Apr 162013
 

Just a couple of notes.  I’ve been spending quite a bit of time as of late testing the current MONO builds against the current MarcEdit codebase.  It looks like the latest stable version works just fine with the program, while the 3.0.x branch has a few rendering issues (not sure if they are mine or not — I’m looking into it).  Anyway, what this means is that I’m looking at working on trying to simplify the installation process for folks using the software on Linux/Mac systems.  I’m starting with Linux (since I run Linux).  Right now, I’m working on using a tool called: makeself (http://megastep.org/makeself/) which will create a self extracting archive and then allow me to execute a cleanup script to take away a number of the necessary steps during the install process.  Ideally, the steps would be:

  1. Run the install script
  2. Run MarcEdit
           OR
  3. Get a report of missing dependencies

This would remove the need to remember to run the bootloader to clean up and set install paths, as well as get the configuration right for Z39.50 use if it yaz is installed on the system.  It should also give me a method to check dependencies and provide a list of packages needing to be installed to make installation as simple as possible (though at this point, the only dependencies are the mono-core and the System.Windows.Forms libraries — which sometimes is and sometimes isn’t included in specific distributions definition of “core” files).

Once I have this build process defined, I’ll find myself a mac and give MONO’s MacPackager a whirl.  It seems like that might be a simple solution to packaging the program, and  at this point, all the Z39.50 components can be disabled to greatly simplify the process.

Ideally, once I have an installer in place, I should be able to tweak MarcEdit’s automated updater so that Mac/Linux users receive notifications and downloads of the current installers.  From there, they would just need to spawn them within their own specific environments.  Easier — I hope so.  And as always, I’ll continue to provide a plan zip file for download, for those folks in environments that don’t allow the installation of software.

Questions, comments — let me know.

–tr

 Posted by at 10:12 am
Apr 132013
 

Sorry folks – apparently a hotfix Microsoft pushed out caused the setup tool I used to corrupt when working with 64-bit systems.  I’ve removed the hotfix and rebuilt both version (32 and 64) of the program and it looks like things are in good shape now.

## [Exercise details]
Continue the MarcEdit blog post, picking up after its final sentence.

(Pointing dataset excerpts)
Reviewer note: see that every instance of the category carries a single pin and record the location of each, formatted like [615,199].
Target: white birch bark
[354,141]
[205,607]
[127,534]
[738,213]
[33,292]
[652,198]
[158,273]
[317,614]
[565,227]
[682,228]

## [Answer to the problem]
If you tried updating today and had trouble, give it another go.  If you updated and didn’t have trouble, you should be fine (though you’ll be prompted to update again).

Sorry about that folks.

–tr

 Posted by at 3:25 pm
Apr 132013
 

So, I’ve been having a few more questions asking about how to setup MarcEdit on Linux and a Mac.  In general, the program works very well on both platforms, but takes a bit of know-how to get them running.  This is primarily due to the Z39.50 components that I link to.  On Linux, installation is very straightforward – on a Mac, the easiest process I’ve found is using Mac Ports – but it can take as long as an hour to install all the dependencies.  Given that Z39.50 is becoming less and less important as a protocol – I’ve worked out a process so that the program can essentially turn off these components by default when installed on non-Windows systems.  To that end, I’m reworking the zip download, and then will be looking at how I can make an installer that can be used on non-Windows platforms to make the installation a little bit easier.  On linux, I don’t think this will be all that difficult (I work primarily in a Windows/Linux environment) – on a Mac, it might take me just a little bit longer because I simply don’t use the platform often. 

If you have questions or some interest in this work, let me know.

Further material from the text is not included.